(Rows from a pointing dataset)
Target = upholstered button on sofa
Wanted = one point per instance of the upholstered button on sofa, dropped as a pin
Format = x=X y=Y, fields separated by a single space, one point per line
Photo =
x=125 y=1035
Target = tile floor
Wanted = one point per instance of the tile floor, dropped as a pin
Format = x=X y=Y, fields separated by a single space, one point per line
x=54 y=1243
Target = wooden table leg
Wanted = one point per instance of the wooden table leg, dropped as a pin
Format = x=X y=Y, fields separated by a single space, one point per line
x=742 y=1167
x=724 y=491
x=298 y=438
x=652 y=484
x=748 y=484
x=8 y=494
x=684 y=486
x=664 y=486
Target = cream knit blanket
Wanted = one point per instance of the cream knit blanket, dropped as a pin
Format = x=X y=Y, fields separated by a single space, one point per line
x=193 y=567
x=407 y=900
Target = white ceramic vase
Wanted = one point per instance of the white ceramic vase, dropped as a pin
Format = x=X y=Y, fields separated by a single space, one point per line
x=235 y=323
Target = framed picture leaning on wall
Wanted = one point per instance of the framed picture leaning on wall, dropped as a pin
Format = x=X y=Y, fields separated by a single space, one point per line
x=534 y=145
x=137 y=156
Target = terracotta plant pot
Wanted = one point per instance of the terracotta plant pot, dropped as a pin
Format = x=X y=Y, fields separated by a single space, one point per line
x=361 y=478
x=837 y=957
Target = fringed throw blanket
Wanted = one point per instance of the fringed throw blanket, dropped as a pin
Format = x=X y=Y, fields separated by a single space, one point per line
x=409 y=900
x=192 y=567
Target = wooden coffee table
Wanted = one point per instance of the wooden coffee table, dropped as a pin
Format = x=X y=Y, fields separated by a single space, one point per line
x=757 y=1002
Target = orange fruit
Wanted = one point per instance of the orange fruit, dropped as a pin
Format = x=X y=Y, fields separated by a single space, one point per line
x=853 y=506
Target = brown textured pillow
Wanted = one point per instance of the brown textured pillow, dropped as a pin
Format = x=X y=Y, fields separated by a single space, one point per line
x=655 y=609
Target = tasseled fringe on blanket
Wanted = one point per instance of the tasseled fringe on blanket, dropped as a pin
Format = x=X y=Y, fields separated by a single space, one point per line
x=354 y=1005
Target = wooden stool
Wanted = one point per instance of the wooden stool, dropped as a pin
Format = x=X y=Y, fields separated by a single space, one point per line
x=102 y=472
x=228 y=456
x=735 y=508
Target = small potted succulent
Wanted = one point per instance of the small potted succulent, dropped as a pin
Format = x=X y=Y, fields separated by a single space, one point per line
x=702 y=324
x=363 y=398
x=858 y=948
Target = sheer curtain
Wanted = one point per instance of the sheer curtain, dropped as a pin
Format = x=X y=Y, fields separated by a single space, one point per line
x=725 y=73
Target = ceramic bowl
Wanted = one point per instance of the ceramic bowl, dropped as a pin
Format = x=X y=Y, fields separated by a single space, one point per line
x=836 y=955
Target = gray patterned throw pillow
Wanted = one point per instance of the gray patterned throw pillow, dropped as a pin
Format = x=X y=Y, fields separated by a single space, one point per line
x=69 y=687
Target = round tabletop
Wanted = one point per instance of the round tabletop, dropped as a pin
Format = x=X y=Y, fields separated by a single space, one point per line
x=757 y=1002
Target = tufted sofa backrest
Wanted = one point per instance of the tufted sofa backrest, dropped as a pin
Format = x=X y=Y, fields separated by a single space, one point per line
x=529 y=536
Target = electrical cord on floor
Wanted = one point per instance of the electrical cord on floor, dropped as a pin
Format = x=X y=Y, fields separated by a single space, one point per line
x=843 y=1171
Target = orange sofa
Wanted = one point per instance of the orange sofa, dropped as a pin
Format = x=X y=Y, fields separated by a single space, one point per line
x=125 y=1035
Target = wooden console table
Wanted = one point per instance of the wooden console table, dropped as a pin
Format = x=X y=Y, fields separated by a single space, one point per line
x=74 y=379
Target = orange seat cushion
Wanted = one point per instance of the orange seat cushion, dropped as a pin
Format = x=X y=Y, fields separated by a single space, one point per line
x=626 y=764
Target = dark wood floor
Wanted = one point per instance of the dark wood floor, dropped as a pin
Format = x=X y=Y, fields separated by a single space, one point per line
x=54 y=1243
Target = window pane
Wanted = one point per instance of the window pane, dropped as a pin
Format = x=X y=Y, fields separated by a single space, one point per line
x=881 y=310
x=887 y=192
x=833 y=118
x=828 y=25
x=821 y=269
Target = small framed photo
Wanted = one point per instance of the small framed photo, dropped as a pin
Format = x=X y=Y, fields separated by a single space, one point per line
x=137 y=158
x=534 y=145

What the task asks. Rewrite every line of the rows above as a JSON list of strings, one string per line, leaving out blank lines.

The output.
[
  "Target = upholstered button on sofa",
  "Wanted = one point per instance of the upholstered button on sofa, dropped as a pin",
  "Format = x=X y=Y, fields separated by a single space, one point per line",
  "Photo =",
  "x=125 y=1035",
  "Target = tile floor",
  "Wanted = one point per instance of the tile floor, dropped as a pin",
  "Format = x=X y=Y, fields separated by a single space, one point per line",
  "x=54 y=1243",
  "Target = wooden table leg",
  "Wanted = one point per instance of the wooden table leg, dropped as a pin",
  "Format = x=X y=Y, fields separated by a single space, one point per line",
  "x=742 y=1167",
  "x=724 y=491",
  "x=298 y=438",
  "x=652 y=484",
  "x=748 y=484",
  "x=8 y=494",
  "x=684 y=486",
  "x=664 y=486",
  "Target = cream knit blanket",
  "Wanted = one point per instance of the cream knit blanket, dropped as a pin",
  "Format = x=X y=Y, fields separated by a single space, one point per line",
  "x=193 y=567",
  "x=407 y=900",
  "Target = white ceramic vase",
  "Wanted = one point per instance of the white ceramic vase, dropped as a pin",
  "Format = x=X y=Y, fields separated by a single space, one point per line",
  "x=235 y=323",
  "Target = framed picture leaning on wall",
  "Wanted = one point per instance of the framed picture leaning on wall, dropped as a pin",
  "Format = x=X y=Y, fields separated by a single space, one point per line",
  "x=534 y=145",
  "x=137 y=156",
  "Target = terracotta plant pot",
  "Wanted = one point per instance of the terracotta plant pot, dropped as a pin",
  "Format = x=X y=Y, fields separated by a single space, one point per line",
  "x=361 y=478",
  "x=837 y=957",
  "Target = fringed throw blanket",
  "Wanted = one point per instance of the fringed throw blanket, dropped as a pin",
  "Format = x=X y=Y, fields separated by a single space, one point per line",
  "x=409 y=900",
  "x=192 y=567",
  "Target = wooden coffee table",
  "Wanted = one point per instance of the wooden coffee table, dropped as a pin",
  "Format = x=X y=Y, fields separated by a single space, one point per line",
  "x=757 y=1002",
  "Target = orange fruit",
  "Wanted = one point per instance of the orange fruit, dropped as a pin",
  "Format = x=X y=Y, fields separated by a single space, one point per line",
  "x=853 y=506",
  "Target = brown textured pillow",
  "Wanted = one point per instance of the brown textured pillow, dropped as a pin",
  "Format = x=X y=Y, fields separated by a single space, one point per line",
  "x=655 y=609",
  "Target = tasseled fringe on blanket",
  "Wanted = one point per instance of the tasseled fringe on blanket, dropped as a pin",
  "Format = x=X y=Y, fields separated by a single space, one point per line",
  "x=354 y=1005",
  "Target = wooden stool",
  "Wanted = one point per instance of the wooden stool, dropped as a pin",
  "Format = x=X y=Y, fields separated by a single space, one point per line",
  "x=102 y=472",
  "x=228 y=456",
  "x=735 y=508",
  "Target = small potted succulent",
  "Wanted = one point per instance of the small potted succulent, dropped as a pin",
  "Format = x=X y=Y, fields separated by a single space, one point per line",
  "x=702 y=324",
  "x=363 y=398",
  "x=858 y=948",
  "Target = sheer curtain",
  "Wanted = one point per instance of the sheer curtain, dropped as a pin",
  "Format = x=X y=Y, fields separated by a single space, one point per line",
  "x=725 y=73",
  "Target = ceramic bowl",
  "Wanted = one point per instance of the ceramic bowl, dropped as a pin",
  "Format = x=X y=Y, fields separated by a single space, one point per line",
  "x=836 y=955",
  "Target = gray patterned throw pillow",
  "Wanted = one point per instance of the gray patterned throw pillow, dropped as a pin",
  "Format = x=X y=Y, fields separated by a single space, one point per line",
  "x=69 y=687",
  "Target = round tabletop",
  "Wanted = one point per instance of the round tabletop, dropped as a pin",
  "Format = x=X y=Y, fields separated by a single space, one point per line",
  "x=757 y=1002",
  "Target = tufted sofa backrest",
  "Wanted = one point per instance of the tufted sofa backrest, dropped as a pin",
  "Format = x=X y=Y, fields separated by a single space, one point per line",
  "x=529 y=536",
  "Target = electrical cord on floor",
  "Wanted = one point per instance of the electrical cord on floor, dropped as a pin",
  "Format = x=X y=Y, fields separated by a single space, one point per line",
  "x=843 y=1171",
  "Target = orange sofa",
  "Wanted = one point per instance of the orange sofa, dropped as a pin",
  "Format = x=X y=Y, fields separated by a single space, one point per line",
  "x=125 y=1035",
  "Target = wooden console table",
  "Wanted = one point per instance of the wooden console table, dropped as a pin",
  "Format = x=X y=Y, fields separated by a single space, one point per line",
  "x=74 y=379",
  "Target = orange seat cushion",
  "Wanted = one point per instance of the orange seat cushion, dropped as a pin",
  "Format = x=X y=Y, fields separated by a single space, one point per line",
  "x=626 y=764",
  "Target = dark wood floor",
  "Wanted = one point per instance of the dark wood floor, dropped as a pin",
  "Format = x=X y=Y, fields separated by a single space, one point per line",
  "x=54 y=1243",
  "Target = window pane",
  "Wanted = one point per instance of the window pane, dropped as a pin",
  "Format = x=X y=Y, fields separated by a single space, one point per line",
  "x=881 y=310",
  "x=887 y=192",
  "x=833 y=118",
  "x=828 y=25",
  "x=821 y=269",
  "Target = small framed photo",
  "Wanted = one point per instance of the small framed photo, dropped as a pin",
  "Format = x=X y=Y, fields separated by a single space, one point per line",
  "x=137 y=158",
  "x=534 y=145"
]